++++ MATERIAL SUPPLIED
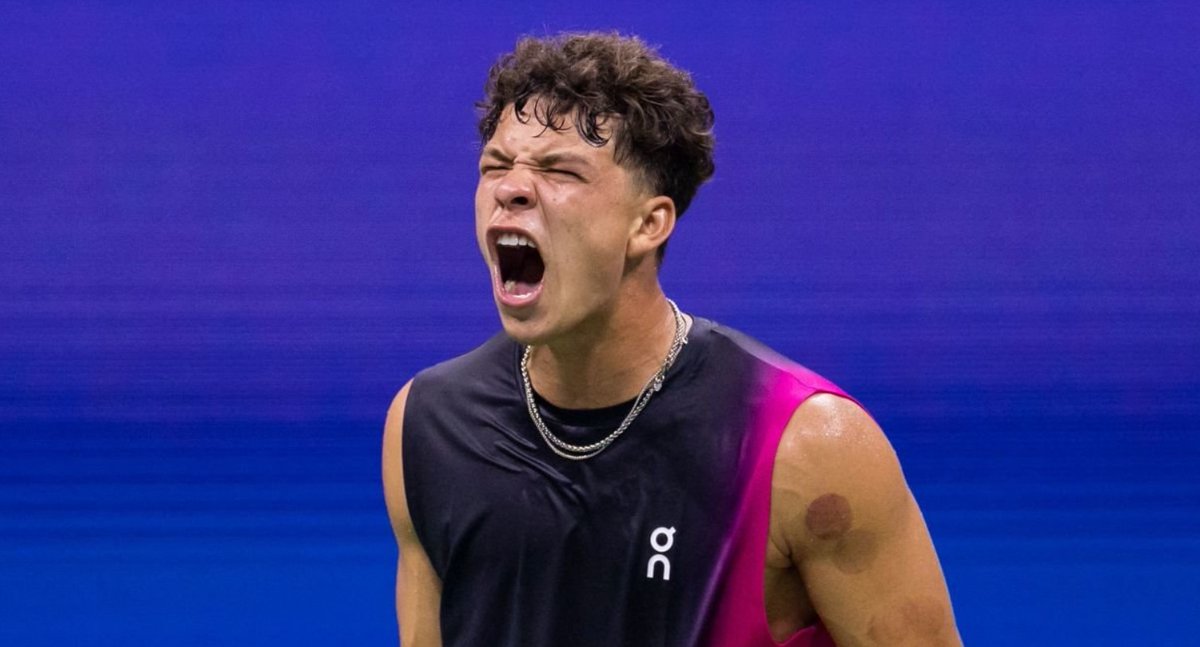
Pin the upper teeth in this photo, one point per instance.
(513, 240)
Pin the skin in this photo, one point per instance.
(846, 540)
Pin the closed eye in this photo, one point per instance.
(564, 173)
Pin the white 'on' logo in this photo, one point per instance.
(661, 540)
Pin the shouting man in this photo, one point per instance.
(610, 469)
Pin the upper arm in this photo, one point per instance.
(845, 516)
(418, 588)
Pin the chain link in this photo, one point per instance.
(580, 453)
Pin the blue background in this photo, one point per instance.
(231, 231)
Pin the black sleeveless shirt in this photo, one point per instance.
(659, 540)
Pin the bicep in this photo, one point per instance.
(418, 588)
(856, 533)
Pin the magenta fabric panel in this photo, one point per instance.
(739, 617)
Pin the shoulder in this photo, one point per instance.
(393, 468)
(834, 471)
(492, 360)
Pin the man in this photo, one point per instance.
(611, 471)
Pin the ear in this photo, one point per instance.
(652, 228)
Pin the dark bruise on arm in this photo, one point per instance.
(845, 516)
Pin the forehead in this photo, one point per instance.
(528, 136)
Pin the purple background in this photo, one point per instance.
(231, 231)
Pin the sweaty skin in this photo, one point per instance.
(846, 539)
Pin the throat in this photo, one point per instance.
(609, 372)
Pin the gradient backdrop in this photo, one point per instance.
(231, 231)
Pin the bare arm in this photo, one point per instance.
(845, 516)
(418, 588)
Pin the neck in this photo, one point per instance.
(607, 360)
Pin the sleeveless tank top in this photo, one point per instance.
(659, 540)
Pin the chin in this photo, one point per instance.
(523, 331)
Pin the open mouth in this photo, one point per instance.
(520, 264)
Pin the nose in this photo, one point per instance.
(515, 191)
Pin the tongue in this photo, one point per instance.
(519, 288)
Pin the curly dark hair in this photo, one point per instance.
(664, 126)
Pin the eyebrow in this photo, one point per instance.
(543, 161)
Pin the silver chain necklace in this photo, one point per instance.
(579, 453)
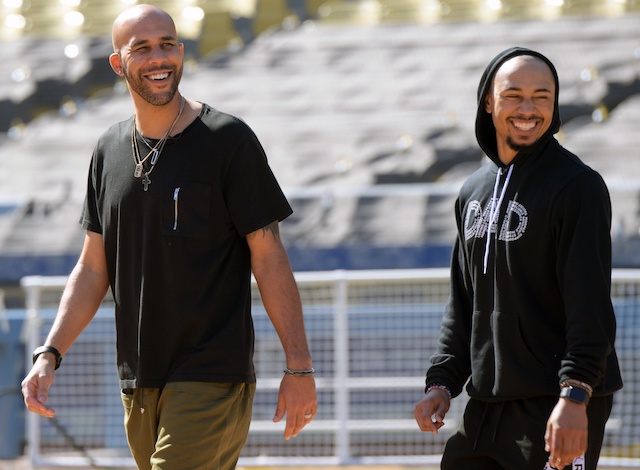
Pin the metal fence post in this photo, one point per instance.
(341, 357)
(32, 339)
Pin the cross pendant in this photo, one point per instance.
(146, 181)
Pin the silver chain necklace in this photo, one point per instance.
(154, 153)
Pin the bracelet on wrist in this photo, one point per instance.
(577, 384)
(444, 388)
(299, 373)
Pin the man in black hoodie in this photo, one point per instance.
(529, 327)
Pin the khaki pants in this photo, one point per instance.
(188, 425)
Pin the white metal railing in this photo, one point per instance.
(351, 316)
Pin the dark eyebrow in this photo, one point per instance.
(141, 42)
(539, 90)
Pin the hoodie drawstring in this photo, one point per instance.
(495, 210)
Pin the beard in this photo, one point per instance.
(139, 85)
(518, 147)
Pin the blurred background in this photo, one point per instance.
(366, 111)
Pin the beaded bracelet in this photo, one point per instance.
(444, 388)
(299, 373)
(576, 383)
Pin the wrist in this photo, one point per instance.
(437, 386)
(576, 391)
(299, 372)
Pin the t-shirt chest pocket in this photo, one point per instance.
(186, 212)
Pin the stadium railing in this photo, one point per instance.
(371, 334)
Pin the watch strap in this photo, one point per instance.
(575, 394)
(44, 349)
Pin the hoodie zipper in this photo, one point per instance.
(495, 210)
(175, 208)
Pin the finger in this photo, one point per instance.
(425, 423)
(35, 395)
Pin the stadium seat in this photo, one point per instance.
(218, 33)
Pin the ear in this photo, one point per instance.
(116, 63)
++++++++
PROBLEM STATEMENT:
In repeating the entries, exclude the pictures and alter nothing else.

REPLY:
Pin the upper teeth in this photo, one point per instance.
(513, 240)
Pin the skin in this photo, one point per instance.
(846, 540)
Pin the closed eye in this photo, one point per instance.
(564, 173)
Pin the white 'on' logo in this photo, one point per instance.
(661, 540)
Pin the shouting man in this photo, one point per instance.
(610, 469)
Pin the upper arm in this photo, one point per instance.
(845, 516)
(418, 588)
Pin the chain link in this photo, one point per instance.
(580, 453)
Pin the blue background in this photo, one point per instance.
(231, 231)
Pin the black sleeveless shirt in this photo, one point per instance.
(659, 540)
Pin the bicep in this photo, one point per instance.
(418, 588)
(856, 533)
Pin the magenta fabric panel in this photo, one point per instance.
(739, 617)
Pin the shoulder in this photo, one point per instance.
(393, 468)
(834, 471)
(492, 360)
Pin the man in this photo, one point per instance.
(611, 471)
Pin the ear in this photo, one point per instance.
(652, 228)
Pin the dark bruise on arm in this photo, one point per instance.
(845, 516)
Pin the forehead in this photo, one point per instance.
(528, 136)
Pin the purple background in this photo, one point per instance.
(231, 231)
Pin the sweaty skin in this photo, one point per instance.
(846, 539)
Pin the throat in this photo, one point per instance.
(609, 372)
Pin the gradient backdrop in this photo, one point per instance.
(231, 231)
Pin the bare arm in this photo, one point per instance.
(845, 516)
(418, 588)
Pin the neck in this photo, one point per instance.
(607, 360)
Pin the sleeveless tank top in this photo, one point per instance.
(659, 540)
Pin the chin in this photo, one point per instance.
(523, 331)
Pin the open mouth in this photo, one point per instance.
(520, 264)
Pin the nose in this photo, one point per instance.
(515, 191)
Pin the tongue in this photo, one point per instance.
(519, 288)
Pin the curly dark hair in this photo, one point per instance.
(664, 126)
Pin the eyebrow in this photo, one point per instance.
(543, 161)
Pin the silver chain necklace in this photo, one point per instance.
(579, 453)
Pin the metal fence post in this photo, one point per instance.
(341, 357)
(32, 339)
Pin the cross pendant in this photo, one point per instance.
(146, 181)
Pin the silver chain necklace in this photo, one point per instance.
(154, 153)
Pin the bracelet on wrist in this photo, one point per instance.
(577, 384)
(444, 388)
(299, 373)
Pin the man in black hoodie in this photo, one point per instance.
(529, 327)
Pin the khaki pants in this photo, one point per instance.
(188, 425)
Pin the white metal railing in this photo, one point per instance.
(351, 316)
Pin the dark eyebrow in this photo, one point per instance.
(141, 42)
(539, 90)
Pin the hoodie drawstring in this photo, one point per instance.
(495, 210)
Pin the beard in this photo, one point per instance.
(139, 85)
(518, 147)
Pin the blurred background in this photo, one point per instance.
(366, 111)
Pin the beaded bracelet in this photo, one point per instance.
(444, 388)
(299, 373)
(576, 383)
Pin the wrist in this photo, one point per instance.
(437, 386)
(576, 391)
(299, 372)
Pin the t-shirt chest pocket in this photo, one point per instance.
(186, 212)
Pin the stadium railing in this photo, one point per instance.
(371, 334)
Pin the watch strap in this photo, one point per instance.
(575, 394)
(44, 349)
Pin the hoodie zipper in this photo, one point per instance.
(495, 210)
(175, 208)
Pin the finger in this photo, one point per instance.
(425, 423)
(35, 395)
Pin the stadium seat in this photo, one point per instance.
(218, 33)
Pin the ear in this photo, one point per instance.
(116, 63)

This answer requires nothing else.